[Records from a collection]
______
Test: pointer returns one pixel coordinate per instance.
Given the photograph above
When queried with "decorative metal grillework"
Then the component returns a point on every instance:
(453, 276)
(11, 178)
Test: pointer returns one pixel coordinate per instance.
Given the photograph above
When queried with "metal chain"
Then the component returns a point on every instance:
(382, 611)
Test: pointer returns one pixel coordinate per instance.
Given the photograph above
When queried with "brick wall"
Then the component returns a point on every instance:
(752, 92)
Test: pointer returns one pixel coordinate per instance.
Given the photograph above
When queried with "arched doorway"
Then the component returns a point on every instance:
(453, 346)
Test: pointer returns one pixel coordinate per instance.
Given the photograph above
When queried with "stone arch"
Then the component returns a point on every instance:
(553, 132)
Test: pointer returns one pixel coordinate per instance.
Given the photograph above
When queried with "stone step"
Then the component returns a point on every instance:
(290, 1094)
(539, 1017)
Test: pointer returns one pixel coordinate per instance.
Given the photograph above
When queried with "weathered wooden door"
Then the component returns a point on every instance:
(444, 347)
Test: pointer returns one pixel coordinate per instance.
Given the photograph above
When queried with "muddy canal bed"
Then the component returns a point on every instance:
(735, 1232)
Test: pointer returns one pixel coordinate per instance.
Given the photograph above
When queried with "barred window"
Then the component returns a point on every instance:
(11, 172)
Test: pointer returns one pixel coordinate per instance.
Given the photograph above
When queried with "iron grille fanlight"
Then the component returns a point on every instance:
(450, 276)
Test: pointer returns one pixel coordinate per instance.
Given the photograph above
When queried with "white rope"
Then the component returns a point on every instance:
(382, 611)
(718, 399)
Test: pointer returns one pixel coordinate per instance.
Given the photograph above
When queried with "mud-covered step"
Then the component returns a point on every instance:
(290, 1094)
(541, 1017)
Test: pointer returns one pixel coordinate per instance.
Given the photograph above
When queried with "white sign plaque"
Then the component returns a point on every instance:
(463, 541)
______
What the task asks – Copy out every entry again, exactly as it was given.

Completed exercise –
Test: pointer returns one pixel coordinate per instance.
Given the photograph above
When queried with "decorative metal grillework"
Then the component returns a point on every instance:
(453, 276)
(11, 178)
Test: pointer returns one pixel coordinate per instance.
Given the photograph above
When queried with "metal chain"
Then the component returns a point on every instance:
(382, 611)
Test: pointer returns one pixel coordinate per instance.
Given the photograph above
When queried with "brick wall"
Then the component returns a point on every instance:
(752, 92)
Test: pointer returns one pixel coordinate per instance.
Given the photograph above
When queried with "arched doorway"
Then the component returns a point on every instance:
(453, 346)
Test: pointer returns one pixel coordinate per instance.
Given the photograph above
When queried with "stone arch"
Then the component returns a point on every instance:
(553, 132)
Test: pointer returns one pixel coordinate per instance.
Given the photograph above
When queried with "stone step"
Then the component returns a point on every instance:
(290, 1094)
(539, 1017)
Test: pointer returns one pixel coordinate per instance.
Given the photograph above
When queried with "weathered wooden door"
Then the component returns a point on every instance:
(444, 347)
Test: pointer returns one pixel coordinate per instance.
Given the photograph above
When queried with "muddy canal bed"
Then the component returns a point on every instance:
(735, 1232)
Test: pointer returns one pixel coordinate per instance.
Given the photograph above
When queried with "barred window"
Then the component returns a point on every instance:
(11, 172)
Test: pointer returns one pixel coordinate per instance.
Given the photograph above
When queried with "iron grille fanlight"
Then the component returns a point on every instance:
(450, 276)
Test: pointer returns one pixel coordinate per instance.
Given the photograph above
When queried with "white rope"
Then the component returns a point on every instance:
(382, 611)
(718, 399)
Test: pointer returns one pixel coordinate per instance.
Given the photograph above
When queried with "mud-covered step"
Then the component returns a point on every instance:
(290, 1094)
(541, 1017)
Test: pointer returns one pixel coordinate per instance.
Given the photograph above
When queried with "white sign plaque"
Then the component returns a point on every instance:
(463, 541)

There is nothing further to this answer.